(Object outline annotations)
|---|
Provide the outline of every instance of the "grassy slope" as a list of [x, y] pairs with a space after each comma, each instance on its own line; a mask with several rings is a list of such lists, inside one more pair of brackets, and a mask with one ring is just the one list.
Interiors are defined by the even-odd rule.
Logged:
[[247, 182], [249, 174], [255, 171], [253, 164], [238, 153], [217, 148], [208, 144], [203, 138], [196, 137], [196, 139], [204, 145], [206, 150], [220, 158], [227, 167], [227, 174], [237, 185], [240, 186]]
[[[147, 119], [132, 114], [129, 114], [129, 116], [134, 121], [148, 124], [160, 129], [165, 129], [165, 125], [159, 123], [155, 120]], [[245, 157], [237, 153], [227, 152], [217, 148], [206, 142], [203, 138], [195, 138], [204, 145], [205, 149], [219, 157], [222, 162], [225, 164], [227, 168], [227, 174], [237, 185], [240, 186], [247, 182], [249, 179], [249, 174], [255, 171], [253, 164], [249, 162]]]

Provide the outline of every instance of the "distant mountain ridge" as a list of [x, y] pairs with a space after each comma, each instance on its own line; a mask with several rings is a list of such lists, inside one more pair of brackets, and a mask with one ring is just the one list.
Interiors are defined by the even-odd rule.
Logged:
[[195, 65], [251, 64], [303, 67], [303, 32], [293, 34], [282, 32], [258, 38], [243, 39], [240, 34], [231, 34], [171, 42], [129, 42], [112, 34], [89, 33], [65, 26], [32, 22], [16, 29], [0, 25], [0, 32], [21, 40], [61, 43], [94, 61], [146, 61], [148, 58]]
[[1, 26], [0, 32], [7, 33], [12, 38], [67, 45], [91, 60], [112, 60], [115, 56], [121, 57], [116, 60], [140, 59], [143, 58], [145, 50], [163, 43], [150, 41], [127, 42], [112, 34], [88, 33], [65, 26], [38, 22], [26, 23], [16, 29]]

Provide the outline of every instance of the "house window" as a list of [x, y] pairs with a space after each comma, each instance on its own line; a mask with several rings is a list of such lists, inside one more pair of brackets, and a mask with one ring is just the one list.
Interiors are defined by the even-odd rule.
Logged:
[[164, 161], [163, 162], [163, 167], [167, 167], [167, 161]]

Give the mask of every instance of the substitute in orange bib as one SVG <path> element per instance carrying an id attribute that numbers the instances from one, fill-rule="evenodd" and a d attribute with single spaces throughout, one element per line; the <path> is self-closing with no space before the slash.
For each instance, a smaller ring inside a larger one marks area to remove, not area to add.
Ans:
|---|
Rewrite the items from their beginning through the line containing "164], [249, 162]]]", both ends included, keeping the requests, and shift every coordinate in the answers by -118.

_TASK ANSWER_
Provide the outline of every instance of the "grassy slope" as a list of [x, y] pairs with a space after each comma, each instance on its own line; a mask with several rings is a list of such lists, inside one more pair of brackets, and a mask with one ring is just the one list.
Interiors are defined by the even-odd rule.
Logged:
[[129, 64], [131, 56], [137, 53], [135, 46], [120, 35], [99, 30], [90, 26], [85, 20], [78, 19], [78, 21], [86, 27], [88, 32], [102, 40], [109, 49], [109, 56], [119, 67], [122, 68]]
[[[29, 1], [14, -4], [11, -4], [11, -2], [16, 3], [30, 6], [42, 11], [47, 11], [47, 7], [41, 5], [37, 2]], [[127, 39], [119, 35], [109, 34], [99, 30], [88, 24], [85, 20], [77, 20], [86, 27], [87, 31], [101, 39], [104, 44], [107, 46], [109, 50], [109, 56], [119, 67], [122, 68], [129, 64], [131, 61], [131, 56], [137, 53], [135, 46], [131, 44]]]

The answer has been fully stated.